◆ Given exercise:
Count the lines in the material below that contain the string "dark". Give only the number.

◆ Dataset rows:
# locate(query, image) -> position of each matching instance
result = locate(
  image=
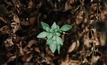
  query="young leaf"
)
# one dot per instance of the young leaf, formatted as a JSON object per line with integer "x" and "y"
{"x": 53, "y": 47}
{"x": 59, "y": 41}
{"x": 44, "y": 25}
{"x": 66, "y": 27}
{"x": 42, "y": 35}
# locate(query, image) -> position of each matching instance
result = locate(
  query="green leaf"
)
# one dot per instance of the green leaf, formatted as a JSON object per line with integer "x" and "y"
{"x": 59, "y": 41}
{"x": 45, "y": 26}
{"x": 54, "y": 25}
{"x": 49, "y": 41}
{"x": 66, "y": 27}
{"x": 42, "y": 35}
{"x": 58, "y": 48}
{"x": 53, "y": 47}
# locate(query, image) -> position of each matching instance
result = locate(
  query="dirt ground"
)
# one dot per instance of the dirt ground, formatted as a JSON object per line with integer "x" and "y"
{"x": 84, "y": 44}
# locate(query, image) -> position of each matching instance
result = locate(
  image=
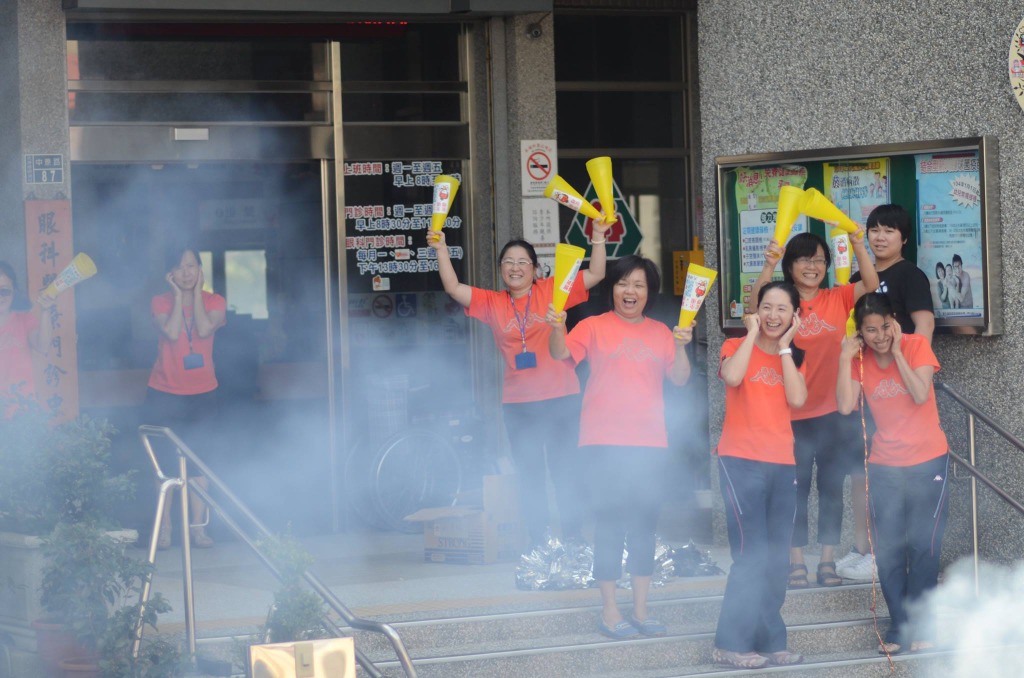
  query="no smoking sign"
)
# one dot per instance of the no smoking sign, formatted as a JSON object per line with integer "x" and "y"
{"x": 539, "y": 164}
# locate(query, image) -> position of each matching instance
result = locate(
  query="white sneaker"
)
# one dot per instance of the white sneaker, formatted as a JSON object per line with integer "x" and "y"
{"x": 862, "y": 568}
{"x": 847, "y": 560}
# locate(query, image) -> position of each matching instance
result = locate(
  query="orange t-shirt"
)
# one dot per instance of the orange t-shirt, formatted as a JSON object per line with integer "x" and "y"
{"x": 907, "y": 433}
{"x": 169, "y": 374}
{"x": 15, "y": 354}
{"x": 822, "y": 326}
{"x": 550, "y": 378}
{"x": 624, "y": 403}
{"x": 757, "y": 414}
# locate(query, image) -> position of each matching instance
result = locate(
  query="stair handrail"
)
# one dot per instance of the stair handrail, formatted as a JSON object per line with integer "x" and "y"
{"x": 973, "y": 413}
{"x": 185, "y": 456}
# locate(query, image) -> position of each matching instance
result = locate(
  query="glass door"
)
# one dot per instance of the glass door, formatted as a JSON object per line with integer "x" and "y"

* * *

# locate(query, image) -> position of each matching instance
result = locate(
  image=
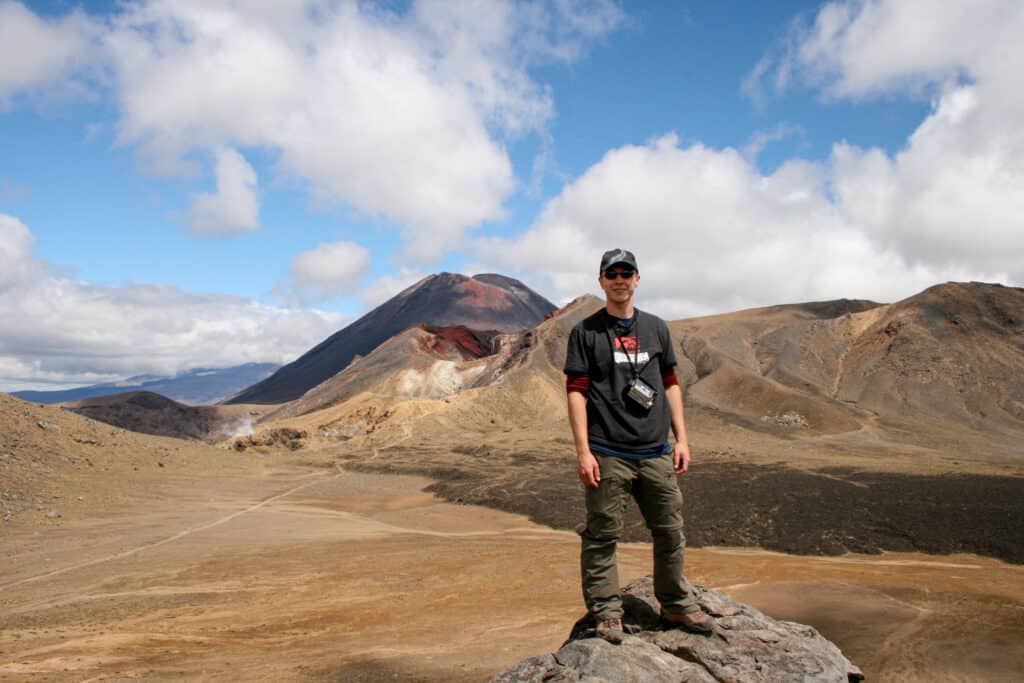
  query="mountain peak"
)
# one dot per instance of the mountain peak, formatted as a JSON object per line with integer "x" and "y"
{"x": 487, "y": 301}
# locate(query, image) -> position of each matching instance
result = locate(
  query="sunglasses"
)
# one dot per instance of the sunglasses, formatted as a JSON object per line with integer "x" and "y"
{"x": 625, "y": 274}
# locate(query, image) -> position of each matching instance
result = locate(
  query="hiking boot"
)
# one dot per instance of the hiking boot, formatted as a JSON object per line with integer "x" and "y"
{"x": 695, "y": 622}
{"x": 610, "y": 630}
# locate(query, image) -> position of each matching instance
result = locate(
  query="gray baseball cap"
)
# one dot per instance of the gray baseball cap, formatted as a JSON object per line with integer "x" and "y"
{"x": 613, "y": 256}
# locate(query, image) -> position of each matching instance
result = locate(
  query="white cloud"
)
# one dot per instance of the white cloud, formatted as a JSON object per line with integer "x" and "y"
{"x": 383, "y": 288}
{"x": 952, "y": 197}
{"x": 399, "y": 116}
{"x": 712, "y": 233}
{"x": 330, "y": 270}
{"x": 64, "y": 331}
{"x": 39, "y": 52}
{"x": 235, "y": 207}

--

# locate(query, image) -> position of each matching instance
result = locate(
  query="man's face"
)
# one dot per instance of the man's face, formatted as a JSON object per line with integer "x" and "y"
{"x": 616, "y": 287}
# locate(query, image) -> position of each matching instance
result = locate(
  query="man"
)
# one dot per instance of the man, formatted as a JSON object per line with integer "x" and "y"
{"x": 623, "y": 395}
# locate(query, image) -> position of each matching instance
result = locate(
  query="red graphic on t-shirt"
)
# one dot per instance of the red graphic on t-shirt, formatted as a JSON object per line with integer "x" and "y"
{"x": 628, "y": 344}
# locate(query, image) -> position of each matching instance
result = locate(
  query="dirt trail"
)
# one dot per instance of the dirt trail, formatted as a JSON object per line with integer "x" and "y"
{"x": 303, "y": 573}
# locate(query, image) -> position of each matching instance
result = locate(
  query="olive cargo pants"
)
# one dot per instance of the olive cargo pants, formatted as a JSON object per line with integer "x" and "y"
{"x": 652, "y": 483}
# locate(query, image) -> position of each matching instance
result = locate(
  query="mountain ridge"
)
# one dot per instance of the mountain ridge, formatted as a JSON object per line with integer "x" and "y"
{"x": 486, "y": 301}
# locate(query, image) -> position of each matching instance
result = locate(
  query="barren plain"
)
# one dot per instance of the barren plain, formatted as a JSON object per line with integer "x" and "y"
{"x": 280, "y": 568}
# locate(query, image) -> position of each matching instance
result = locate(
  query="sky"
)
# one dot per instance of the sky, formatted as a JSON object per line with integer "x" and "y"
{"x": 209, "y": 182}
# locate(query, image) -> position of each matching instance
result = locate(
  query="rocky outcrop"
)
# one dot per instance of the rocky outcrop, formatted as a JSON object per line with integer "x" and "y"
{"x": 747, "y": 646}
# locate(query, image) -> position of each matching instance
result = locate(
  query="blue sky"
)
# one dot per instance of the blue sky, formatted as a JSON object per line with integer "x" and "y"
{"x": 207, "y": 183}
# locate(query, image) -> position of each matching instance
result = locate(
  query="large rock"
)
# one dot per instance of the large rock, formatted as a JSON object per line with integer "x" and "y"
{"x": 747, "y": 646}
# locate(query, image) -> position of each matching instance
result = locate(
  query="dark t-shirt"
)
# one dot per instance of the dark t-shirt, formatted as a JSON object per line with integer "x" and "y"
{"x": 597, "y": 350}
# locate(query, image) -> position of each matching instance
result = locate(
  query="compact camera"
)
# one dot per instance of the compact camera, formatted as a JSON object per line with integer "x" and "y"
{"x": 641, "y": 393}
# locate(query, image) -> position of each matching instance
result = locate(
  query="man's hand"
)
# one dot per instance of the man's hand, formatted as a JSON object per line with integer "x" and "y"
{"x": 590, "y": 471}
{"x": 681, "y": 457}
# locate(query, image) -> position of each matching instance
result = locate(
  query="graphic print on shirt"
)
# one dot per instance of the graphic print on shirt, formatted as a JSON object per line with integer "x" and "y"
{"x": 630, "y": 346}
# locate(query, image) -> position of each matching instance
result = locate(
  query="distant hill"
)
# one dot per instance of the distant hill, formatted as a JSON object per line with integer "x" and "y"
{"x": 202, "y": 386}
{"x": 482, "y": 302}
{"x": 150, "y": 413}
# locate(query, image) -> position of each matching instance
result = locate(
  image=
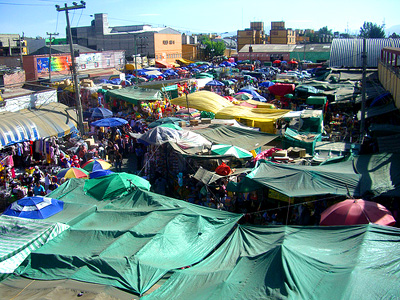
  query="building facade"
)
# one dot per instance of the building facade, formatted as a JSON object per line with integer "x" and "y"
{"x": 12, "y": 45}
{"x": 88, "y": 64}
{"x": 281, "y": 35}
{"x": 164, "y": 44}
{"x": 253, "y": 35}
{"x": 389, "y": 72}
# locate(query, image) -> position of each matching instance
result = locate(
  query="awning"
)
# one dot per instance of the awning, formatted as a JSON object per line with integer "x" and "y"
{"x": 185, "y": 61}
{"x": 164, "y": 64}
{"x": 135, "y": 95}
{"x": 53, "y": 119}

◆ Full output:
2